## [Work instructions]
Exactly as they stand, set down the following records once more.

## [Records supplied]
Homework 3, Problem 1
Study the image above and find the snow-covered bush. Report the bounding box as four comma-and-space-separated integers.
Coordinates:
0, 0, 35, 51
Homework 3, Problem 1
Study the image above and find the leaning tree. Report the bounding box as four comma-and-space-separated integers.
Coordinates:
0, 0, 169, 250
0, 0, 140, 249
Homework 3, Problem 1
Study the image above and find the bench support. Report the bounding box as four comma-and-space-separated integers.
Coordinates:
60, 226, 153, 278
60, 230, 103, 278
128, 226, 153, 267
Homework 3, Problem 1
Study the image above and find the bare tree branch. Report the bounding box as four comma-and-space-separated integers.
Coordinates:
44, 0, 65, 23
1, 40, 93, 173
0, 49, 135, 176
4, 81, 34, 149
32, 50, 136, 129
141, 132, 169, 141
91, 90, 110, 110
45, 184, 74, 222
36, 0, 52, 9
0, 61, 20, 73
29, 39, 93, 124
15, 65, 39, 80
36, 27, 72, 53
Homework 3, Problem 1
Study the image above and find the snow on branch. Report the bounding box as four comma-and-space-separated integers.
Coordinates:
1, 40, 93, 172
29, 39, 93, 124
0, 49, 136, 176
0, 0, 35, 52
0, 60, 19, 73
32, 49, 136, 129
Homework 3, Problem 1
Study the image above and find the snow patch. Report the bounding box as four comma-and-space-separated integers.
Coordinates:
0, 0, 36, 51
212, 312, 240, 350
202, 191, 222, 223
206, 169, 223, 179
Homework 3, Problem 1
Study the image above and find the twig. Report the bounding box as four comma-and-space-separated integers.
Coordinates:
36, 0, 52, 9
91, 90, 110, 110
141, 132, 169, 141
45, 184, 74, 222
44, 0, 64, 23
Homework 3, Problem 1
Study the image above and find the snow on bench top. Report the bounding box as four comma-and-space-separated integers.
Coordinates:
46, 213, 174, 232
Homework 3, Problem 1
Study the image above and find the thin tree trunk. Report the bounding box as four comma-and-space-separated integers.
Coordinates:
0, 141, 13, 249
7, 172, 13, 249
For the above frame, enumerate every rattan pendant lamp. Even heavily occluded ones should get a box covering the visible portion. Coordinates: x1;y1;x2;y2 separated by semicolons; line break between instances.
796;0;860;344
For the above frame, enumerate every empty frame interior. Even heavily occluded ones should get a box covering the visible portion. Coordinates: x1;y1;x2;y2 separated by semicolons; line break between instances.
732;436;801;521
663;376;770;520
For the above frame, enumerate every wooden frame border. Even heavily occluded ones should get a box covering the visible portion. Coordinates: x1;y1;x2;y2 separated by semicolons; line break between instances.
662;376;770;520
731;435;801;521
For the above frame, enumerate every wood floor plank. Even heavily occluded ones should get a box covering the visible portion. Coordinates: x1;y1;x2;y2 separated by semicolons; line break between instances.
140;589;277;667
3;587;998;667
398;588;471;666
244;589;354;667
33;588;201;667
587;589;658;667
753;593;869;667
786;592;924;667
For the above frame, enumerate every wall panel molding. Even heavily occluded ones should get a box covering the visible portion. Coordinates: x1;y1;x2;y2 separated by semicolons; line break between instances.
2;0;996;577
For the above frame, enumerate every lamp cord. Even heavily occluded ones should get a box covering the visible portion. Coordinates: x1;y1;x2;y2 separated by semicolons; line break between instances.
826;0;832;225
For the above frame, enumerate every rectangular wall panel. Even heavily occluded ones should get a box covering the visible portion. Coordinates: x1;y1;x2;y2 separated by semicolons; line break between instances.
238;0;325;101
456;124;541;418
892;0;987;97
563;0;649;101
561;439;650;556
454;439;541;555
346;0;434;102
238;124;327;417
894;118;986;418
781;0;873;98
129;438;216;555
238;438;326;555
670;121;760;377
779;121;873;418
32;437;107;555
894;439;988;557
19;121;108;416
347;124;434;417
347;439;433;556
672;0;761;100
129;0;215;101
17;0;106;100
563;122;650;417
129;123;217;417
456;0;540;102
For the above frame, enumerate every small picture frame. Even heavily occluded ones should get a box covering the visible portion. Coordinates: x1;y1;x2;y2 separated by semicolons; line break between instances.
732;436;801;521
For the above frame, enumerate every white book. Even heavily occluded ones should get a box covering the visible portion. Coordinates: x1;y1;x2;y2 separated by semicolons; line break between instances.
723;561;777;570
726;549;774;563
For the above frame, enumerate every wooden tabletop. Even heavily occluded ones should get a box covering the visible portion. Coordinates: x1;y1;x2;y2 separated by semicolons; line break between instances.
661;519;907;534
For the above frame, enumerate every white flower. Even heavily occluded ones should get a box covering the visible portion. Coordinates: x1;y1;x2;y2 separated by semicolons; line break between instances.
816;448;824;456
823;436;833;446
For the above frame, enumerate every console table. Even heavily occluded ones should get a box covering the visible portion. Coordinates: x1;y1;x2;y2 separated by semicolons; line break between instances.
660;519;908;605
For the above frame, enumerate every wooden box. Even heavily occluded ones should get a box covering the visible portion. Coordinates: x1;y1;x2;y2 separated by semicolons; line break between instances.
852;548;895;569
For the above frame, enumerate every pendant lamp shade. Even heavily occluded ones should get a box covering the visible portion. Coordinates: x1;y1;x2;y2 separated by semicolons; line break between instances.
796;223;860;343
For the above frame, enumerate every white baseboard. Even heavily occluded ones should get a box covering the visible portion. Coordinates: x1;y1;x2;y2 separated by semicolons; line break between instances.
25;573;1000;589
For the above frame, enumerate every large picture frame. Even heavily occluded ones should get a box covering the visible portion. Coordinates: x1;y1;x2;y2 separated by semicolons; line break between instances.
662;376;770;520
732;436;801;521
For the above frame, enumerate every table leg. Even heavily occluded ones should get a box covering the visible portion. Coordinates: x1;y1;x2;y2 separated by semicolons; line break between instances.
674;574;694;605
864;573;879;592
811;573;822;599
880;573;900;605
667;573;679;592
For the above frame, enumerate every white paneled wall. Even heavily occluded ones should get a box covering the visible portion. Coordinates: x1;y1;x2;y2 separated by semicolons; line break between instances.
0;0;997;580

## [Task solution]
Homework 3, Problem 1
Study the image above and find the snow-covered bush. Report the bounding box as four comma-and-space-separated integers.
Coordinates:
0, 0, 35, 51
Homework 3, Problem 1
Study the image above and find the leaning tree. Report the bounding box as four comma-and-space-separated integers.
Coordinates:
0, 0, 169, 250
0, 0, 140, 249
Homework 3, Problem 1
Study the image above and find the bench support. Report the bounding box as four comma-and-space-separated integers.
Coordinates:
60, 226, 153, 278
60, 230, 103, 278
128, 226, 153, 267
Homework 3, Problem 1
Study the image above and find the bare tree branch. Report the bounding box as four comma-and-space-separated integers.
Coordinates:
44, 0, 65, 23
1, 40, 93, 173
0, 49, 135, 176
4, 81, 34, 149
32, 50, 136, 129
141, 132, 169, 141
91, 90, 110, 110
45, 184, 74, 222
36, 0, 52, 9
0, 61, 20, 73
29, 39, 93, 124
15, 65, 39, 80
36, 27, 72, 53
Homework 3, Problem 1
Study the image above and find the snow on branch. Report the bounding box as four comma-and-space-separated integers.
Coordinates:
1, 40, 93, 172
29, 39, 93, 124
0, 49, 136, 176
0, 0, 35, 52
0, 60, 19, 73
32, 49, 136, 129
Homework 3, Problem 1
Study the image above and find the snow patch. Report the bounding box as four comma-and-space-separated integers.
Coordinates:
0, 0, 36, 51
212, 312, 240, 350
202, 191, 222, 223
206, 169, 223, 179
Homework 3, Problem 1
Study the image above and find the twig. Report the bounding box as four comma-and-space-separated integers.
Coordinates:
36, 0, 52, 9
91, 90, 110, 110
141, 132, 169, 141
45, 184, 74, 222
44, 0, 64, 23
Homework 3, Problem 1
Study the image above and find the snow on bench top. Report the bounding box as four comma-and-space-separated integers.
Coordinates:
46, 213, 174, 232
Homework 3, Problem 1
Study the image above and find the thin tree trunk. Report the bounding box as four comma-and-space-separated integers.
Coordinates:
0, 141, 13, 249
7, 172, 13, 249
For the above frame, enumerate every rattan pendant lamp. Even heavily occluded ones should get a box covering the visible portion. Coordinates: x1;y1;x2;y2 separated by semicolons; line break between instances.
796;0;860;344
For the above frame, enumerate every empty frame interior. Even heavily occluded ones should get a box covering the visible portion. Coordinates: x1;y1;x2;y2 separated by semicolons; line break between instances.
732;436;801;521
663;376;770;520
For the above frame, enumerate every wooden frame border. Even heavily occluded ones should get a box covering the visible portion. Coordinates: x1;y1;x2;y2 separated by semicolons; line break between instances.
662;376;770;520
731;435;801;521
For the above frame, enumerate every wood floor plank. Even heavily occluded ones should get a box covering the visible portion. Coordinates: x1;y1;x2;y2 separated by semicolons; line break between instances.
140;589;277;667
3;587;998;667
398;588;471;666
244;589;354;667
33;588;201;667
587;589;658;667
753;593;869;667
786;592;924;667
For the above frame, enumerate every wall panel molding. Even heavily occluded ones should get a box covering the visible portion. Coordinates: x1;y1;x2;y2 separated by semicolons; line break between instances.
2;0;996;577
For the above frame, enumerate every lamp cord. Even heavily occluded ones should get a box covering the visible portion. Coordinates: x1;y1;x2;y2 separated by semicolons; line break between instances.
826;0;832;225
For the above frame, enumerate every rectangular wall panel. Even heavily occluded ones should get a box covering the visible portion. Coordinates: x1;y1;x2;y2 separated by semicolons; line break between instances.
238;0;325;101
456;124;541;418
892;0;987;97
563;0;649;101
561;439;650;556
454;439;541;555
346;0;434;102
238;124;327;417
894;118;986;418
781;0;873;98
129;438;216;555
238;438;326;555
670;121;760;377
779;121;873;418
32;437;107;555
894;439;988;557
19;121;108;416
347;124;434;417
347;439;433;556
672;0;761;100
129;0;215;101
17;0;106;100
563;122;650;417
129;123;217;417
456;0;540;102
For the above frame, enumerate every small picture frame. Even heavily occluded ones should get a box covering the visible portion. Coordinates: x1;y1;x2;y2 separated by semicolons; line break between instances.
732;436;801;521
For the above frame, enumerate every white book. Even heavily occluded ones should get a box covering the visible portion. Coordinates: x1;y1;x2;y2 separated by semicolons; line break between instances.
723;561;777;570
726;549;774;563
For the above frame, enumerate every wooden tabletop. Even heavily occluded ones should get a box covering the visible portion. Coordinates: x1;y1;x2;y2 separated by semicolons; line break between instances.
661;519;907;534
For the above frame, enumerate every white flower. Even heavily occluded ones should get a box covering the visible portion. Coordinates: x1;y1;x2;y2 separated by semicolons; line break between instances.
816;448;824;456
823;436;833;446
For the above frame, enumerate every console table. Even heavily occluded ones should get a box covering the visible portion. Coordinates: x1;y1;x2;y2 separated by semicolons; line break between instances.
660;519;908;605
For the above frame, enumerate every wooden box. Even heavily occluded ones should get a box covering the visible portion. Coordinates: x1;y1;x2;y2 separated by semicolons; line break between instances.
852;548;895;569
For the above frame, enumerate every pendant lamp shade. Even heavily occluded ones should get a box covering the visible portion. Coordinates: x1;y1;x2;y2 separated by semicolons; line break between instances.
796;223;860;343
For the above frame, enumerate every white baseboard. Even heavily occluded ones should get a box covering the visible portion. Coordinates: x1;y1;x2;y2 separated by semicolons; line break between instances.
25;573;1000;589
For the above frame, enumerate every large picture frame. Even heavily occluded ones should get a box covering the visible portion. Coordinates: x1;y1;x2;y2 separated by semicolons; line break between instances.
662;376;770;520
732;436;801;521
For the above frame, enumerate every table leg. Even heavily occluded ones should get a box covering the visible portion. Coordinates: x1;y1;x2;y2 separated by semicolons; line break between instances.
674;574;694;605
864;573;879;592
811;573;822;599
880;573;900;605
667;573;679;592
For the above frame, enumerate every white paneled wall. Even heavily occluded ones should get a box covering the visible portion. Coordinates: x1;y1;x2;y2 separated by semicolons; line break between instances.
0;0;997;580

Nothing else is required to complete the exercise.